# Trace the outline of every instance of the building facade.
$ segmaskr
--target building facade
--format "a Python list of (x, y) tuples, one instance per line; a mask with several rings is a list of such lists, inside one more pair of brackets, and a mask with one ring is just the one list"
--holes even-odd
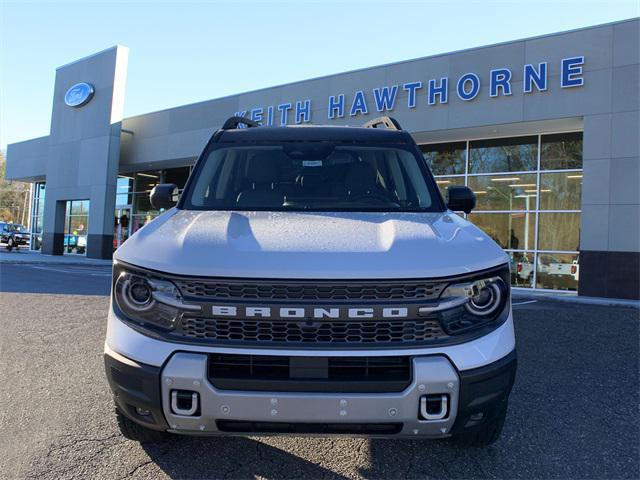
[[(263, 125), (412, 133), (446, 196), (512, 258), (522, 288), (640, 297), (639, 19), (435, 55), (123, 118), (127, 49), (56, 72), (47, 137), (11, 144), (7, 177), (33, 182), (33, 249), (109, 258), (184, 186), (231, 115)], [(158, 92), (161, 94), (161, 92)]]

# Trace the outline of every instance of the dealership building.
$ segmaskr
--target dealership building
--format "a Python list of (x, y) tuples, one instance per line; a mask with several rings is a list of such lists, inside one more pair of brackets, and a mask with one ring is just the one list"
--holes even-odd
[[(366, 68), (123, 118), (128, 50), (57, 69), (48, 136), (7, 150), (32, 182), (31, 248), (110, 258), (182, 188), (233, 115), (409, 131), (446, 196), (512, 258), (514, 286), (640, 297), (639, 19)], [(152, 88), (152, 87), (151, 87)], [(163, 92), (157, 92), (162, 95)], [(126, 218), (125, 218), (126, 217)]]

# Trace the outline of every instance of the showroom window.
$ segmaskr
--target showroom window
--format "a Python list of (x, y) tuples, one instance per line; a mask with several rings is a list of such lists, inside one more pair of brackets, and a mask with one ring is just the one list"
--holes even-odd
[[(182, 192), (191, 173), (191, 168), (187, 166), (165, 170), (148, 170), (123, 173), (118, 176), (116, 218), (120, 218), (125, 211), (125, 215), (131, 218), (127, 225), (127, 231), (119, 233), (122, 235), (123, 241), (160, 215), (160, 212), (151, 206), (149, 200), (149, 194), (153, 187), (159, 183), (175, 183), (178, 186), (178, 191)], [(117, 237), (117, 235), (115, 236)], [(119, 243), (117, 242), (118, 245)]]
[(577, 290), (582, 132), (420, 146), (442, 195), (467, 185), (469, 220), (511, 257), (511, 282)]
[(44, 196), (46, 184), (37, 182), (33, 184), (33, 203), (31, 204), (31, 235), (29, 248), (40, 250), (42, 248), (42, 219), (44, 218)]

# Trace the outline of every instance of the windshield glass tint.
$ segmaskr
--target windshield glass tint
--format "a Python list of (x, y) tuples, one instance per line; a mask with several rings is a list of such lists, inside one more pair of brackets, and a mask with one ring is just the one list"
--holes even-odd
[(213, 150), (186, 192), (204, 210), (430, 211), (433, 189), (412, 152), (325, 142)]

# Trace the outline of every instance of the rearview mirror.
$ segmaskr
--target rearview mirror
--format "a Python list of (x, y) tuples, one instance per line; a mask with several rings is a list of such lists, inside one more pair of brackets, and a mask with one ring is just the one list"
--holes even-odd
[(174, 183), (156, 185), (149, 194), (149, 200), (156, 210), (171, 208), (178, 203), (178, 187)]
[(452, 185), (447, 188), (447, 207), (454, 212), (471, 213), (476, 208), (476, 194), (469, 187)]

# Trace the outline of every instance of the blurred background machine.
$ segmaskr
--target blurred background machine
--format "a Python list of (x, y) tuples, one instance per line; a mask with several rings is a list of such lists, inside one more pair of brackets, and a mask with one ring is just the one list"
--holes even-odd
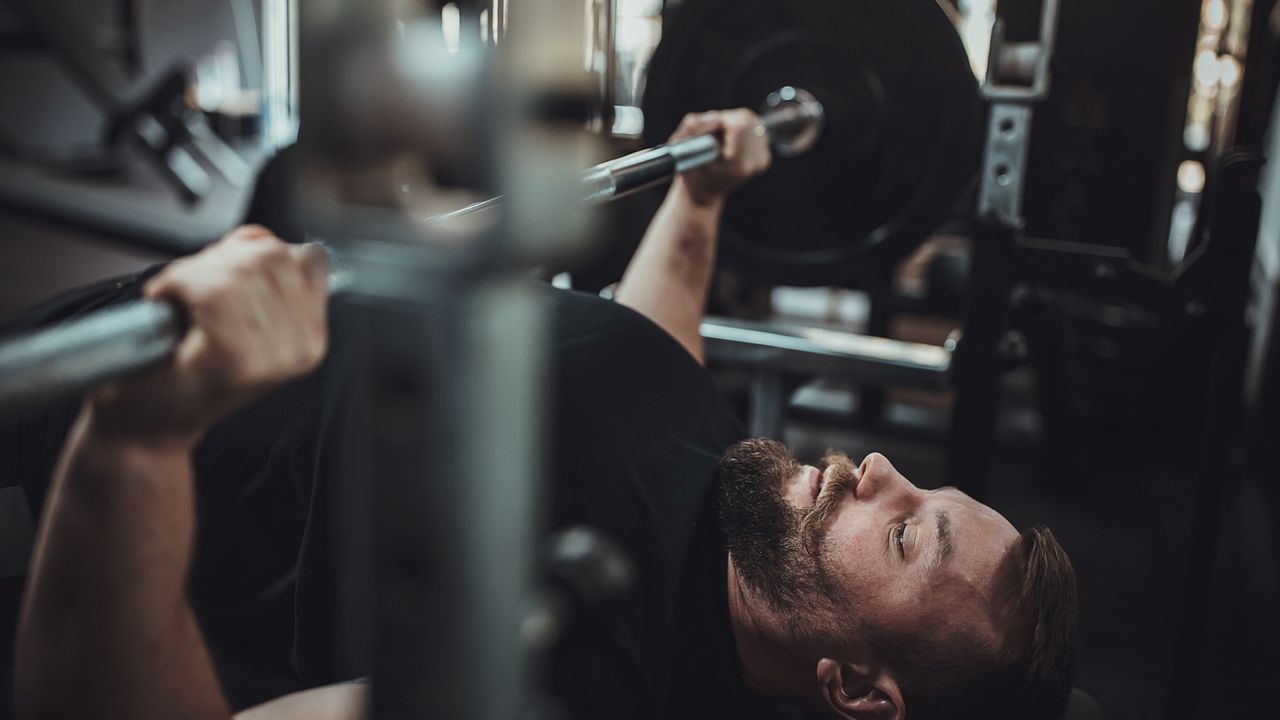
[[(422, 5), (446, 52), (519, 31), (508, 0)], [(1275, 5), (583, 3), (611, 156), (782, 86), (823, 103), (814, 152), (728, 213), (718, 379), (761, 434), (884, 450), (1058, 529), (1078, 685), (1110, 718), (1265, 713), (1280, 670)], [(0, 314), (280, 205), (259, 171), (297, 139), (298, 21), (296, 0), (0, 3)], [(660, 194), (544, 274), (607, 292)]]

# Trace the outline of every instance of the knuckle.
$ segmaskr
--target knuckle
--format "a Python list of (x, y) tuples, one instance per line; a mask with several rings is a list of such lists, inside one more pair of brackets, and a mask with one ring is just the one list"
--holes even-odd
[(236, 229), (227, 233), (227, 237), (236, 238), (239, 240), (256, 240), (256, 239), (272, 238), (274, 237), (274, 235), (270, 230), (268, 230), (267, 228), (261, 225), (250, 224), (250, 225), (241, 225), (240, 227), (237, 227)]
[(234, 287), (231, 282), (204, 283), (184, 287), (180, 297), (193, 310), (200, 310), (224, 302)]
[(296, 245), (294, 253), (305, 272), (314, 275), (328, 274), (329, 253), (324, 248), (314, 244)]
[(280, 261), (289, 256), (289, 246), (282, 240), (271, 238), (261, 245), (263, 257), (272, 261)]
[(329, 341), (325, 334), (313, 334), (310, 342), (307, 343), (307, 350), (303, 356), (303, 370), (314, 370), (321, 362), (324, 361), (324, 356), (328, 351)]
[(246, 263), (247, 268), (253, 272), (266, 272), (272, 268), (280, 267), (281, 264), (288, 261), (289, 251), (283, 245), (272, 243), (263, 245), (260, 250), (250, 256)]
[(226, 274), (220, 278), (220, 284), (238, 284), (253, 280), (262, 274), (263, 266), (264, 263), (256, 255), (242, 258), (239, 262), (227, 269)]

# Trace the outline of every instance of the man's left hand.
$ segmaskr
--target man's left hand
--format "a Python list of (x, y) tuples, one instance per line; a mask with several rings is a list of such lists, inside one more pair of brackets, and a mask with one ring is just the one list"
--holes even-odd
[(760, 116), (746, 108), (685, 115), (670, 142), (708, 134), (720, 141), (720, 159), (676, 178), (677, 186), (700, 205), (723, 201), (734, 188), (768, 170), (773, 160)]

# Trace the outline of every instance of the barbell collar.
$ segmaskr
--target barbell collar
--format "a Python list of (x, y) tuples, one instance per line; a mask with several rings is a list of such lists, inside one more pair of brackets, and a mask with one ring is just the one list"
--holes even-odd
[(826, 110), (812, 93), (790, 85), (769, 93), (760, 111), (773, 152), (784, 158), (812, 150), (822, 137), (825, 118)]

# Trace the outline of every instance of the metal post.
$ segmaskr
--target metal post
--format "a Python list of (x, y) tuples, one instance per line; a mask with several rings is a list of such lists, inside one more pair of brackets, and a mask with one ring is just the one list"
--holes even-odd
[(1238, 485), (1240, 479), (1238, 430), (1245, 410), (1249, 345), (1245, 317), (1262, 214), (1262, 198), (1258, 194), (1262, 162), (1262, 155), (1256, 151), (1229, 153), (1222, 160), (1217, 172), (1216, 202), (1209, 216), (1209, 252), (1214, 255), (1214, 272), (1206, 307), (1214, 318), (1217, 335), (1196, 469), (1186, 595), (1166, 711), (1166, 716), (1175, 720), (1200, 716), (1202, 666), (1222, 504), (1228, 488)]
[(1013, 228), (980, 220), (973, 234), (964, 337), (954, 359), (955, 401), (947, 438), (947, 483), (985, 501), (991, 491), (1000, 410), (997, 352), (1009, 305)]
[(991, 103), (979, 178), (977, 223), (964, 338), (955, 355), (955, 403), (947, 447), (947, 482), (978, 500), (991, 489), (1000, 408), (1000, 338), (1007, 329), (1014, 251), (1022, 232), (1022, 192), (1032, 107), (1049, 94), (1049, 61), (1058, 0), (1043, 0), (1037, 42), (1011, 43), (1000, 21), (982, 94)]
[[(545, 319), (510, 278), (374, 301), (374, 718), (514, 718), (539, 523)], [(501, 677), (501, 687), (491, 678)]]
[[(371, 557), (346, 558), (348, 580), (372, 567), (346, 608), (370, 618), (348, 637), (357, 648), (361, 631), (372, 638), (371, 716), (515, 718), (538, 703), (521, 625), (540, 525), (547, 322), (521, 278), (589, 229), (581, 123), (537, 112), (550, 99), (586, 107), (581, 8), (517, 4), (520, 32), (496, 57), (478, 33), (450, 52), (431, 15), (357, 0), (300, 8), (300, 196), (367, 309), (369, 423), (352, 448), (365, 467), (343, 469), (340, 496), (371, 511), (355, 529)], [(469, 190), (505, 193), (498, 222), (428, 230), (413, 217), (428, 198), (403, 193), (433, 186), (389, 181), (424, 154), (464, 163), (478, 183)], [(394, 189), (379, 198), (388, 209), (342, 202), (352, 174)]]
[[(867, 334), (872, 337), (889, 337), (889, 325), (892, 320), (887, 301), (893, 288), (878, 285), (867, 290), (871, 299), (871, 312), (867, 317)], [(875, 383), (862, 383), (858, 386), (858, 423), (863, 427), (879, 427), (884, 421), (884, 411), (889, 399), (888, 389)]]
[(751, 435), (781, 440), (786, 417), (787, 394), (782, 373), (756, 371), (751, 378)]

### TASK BRIEF
Copy every line of the data that carries the word "target".

### RESPONSE AREA
--target building facade
--target dealership building
--target showroom window
--target windshield glass tint
--target rearview mirror
--target blurred background machine
--target knuckle
--target man's left hand
--target barbell collar
--target metal post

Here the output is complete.